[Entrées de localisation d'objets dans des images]
************

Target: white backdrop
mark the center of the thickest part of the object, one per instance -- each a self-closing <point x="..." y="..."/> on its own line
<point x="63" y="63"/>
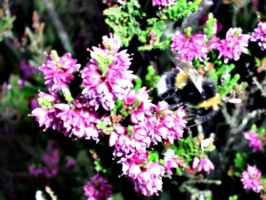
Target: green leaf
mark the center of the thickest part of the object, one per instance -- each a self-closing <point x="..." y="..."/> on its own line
<point x="240" y="161"/>
<point x="138" y="84"/>
<point x="153" y="157"/>
<point x="118" y="106"/>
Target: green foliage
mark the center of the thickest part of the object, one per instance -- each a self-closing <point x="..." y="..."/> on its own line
<point x="240" y="163"/>
<point x="228" y="83"/>
<point x="181" y="10"/>
<point x="118" y="106"/>
<point x="151" y="79"/>
<point x="124" y="20"/>
<point x="260" y="131"/>
<point x="6" y="23"/>
<point x="138" y="84"/>
<point x="131" y="20"/>
<point x="209" y="29"/>
<point x="153" y="157"/>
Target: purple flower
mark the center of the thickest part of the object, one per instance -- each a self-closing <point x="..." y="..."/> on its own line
<point x="202" y="164"/>
<point x="106" y="77"/>
<point x="78" y="122"/>
<point x="26" y="70"/>
<point x="149" y="181"/>
<point x="232" y="46"/>
<point x="34" y="103"/>
<point x="190" y="48"/>
<point x="70" y="162"/>
<point x="259" y="35"/>
<point x="58" y="71"/>
<point x="162" y="2"/>
<point x="251" y="179"/>
<point x="171" y="161"/>
<point x="97" y="188"/>
<point x="171" y="124"/>
<point x="254" y="141"/>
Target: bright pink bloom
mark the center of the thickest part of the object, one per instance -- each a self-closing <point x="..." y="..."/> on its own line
<point x="149" y="181"/>
<point x="254" y="141"/>
<point x="251" y="179"/>
<point x="202" y="164"/>
<point x="106" y="77"/>
<point x="171" y="124"/>
<point x="97" y="188"/>
<point x="162" y="2"/>
<point x="171" y="161"/>
<point x="259" y="35"/>
<point x="232" y="46"/>
<point x="58" y="74"/>
<point x="190" y="48"/>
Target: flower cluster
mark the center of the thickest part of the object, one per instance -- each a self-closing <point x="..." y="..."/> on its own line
<point x="162" y="2"/>
<point x="254" y="141"/>
<point x="259" y="35"/>
<point x="50" y="160"/>
<point x="189" y="47"/>
<point x="233" y="45"/>
<point x="58" y="71"/>
<point x="251" y="179"/>
<point x="202" y="164"/>
<point x="150" y="124"/>
<point x="106" y="80"/>
<point x="97" y="188"/>
<point x="106" y="77"/>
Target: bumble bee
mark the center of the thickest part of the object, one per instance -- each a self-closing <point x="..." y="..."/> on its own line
<point x="185" y="86"/>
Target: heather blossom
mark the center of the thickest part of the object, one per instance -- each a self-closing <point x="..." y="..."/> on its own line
<point x="97" y="188"/>
<point x="58" y="71"/>
<point x="234" y="44"/>
<point x="171" y="161"/>
<point x="162" y="2"/>
<point x="149" y="181"/>
<point x="259" y="35"/>
<point x="251" y="179"/>
<point x="254" y="141"/>
<point x="202" y="164"/>
<point x="106" y="77"/>
<point x="190" y="47"/>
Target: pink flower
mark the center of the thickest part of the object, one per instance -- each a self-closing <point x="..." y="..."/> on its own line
<point x="251" y="179"/>
<point x="259" y="35"/>
<point x="97" y="188"/>
<point x="202" y="164"/>
<point x="254" y="141"/>
<point x="232" y="46"/>
<point x="78" y="122"/>
<point x="171" y="124"/>
<point x="106" y="77"/>
<point x="59" y="73"/>
<point x="162" y="2"/>
<point x="190" y="48"/>
<point x="171" y="161"/>
<point x="149" y="181"/>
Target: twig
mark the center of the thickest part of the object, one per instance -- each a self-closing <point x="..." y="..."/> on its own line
<point x="63" y="36"/>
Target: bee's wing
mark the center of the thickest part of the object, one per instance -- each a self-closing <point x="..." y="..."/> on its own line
<point x="188" y="69"/>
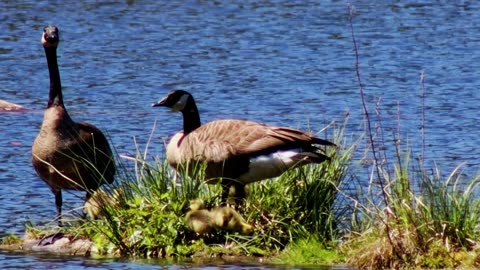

************

### Consigne:
Repérez dans la liste ci-dessus chaque ligne qui contient le mot « pink ». Respectez la casse.

### Réponse:
Target: bright pink bloom
Target: pink flower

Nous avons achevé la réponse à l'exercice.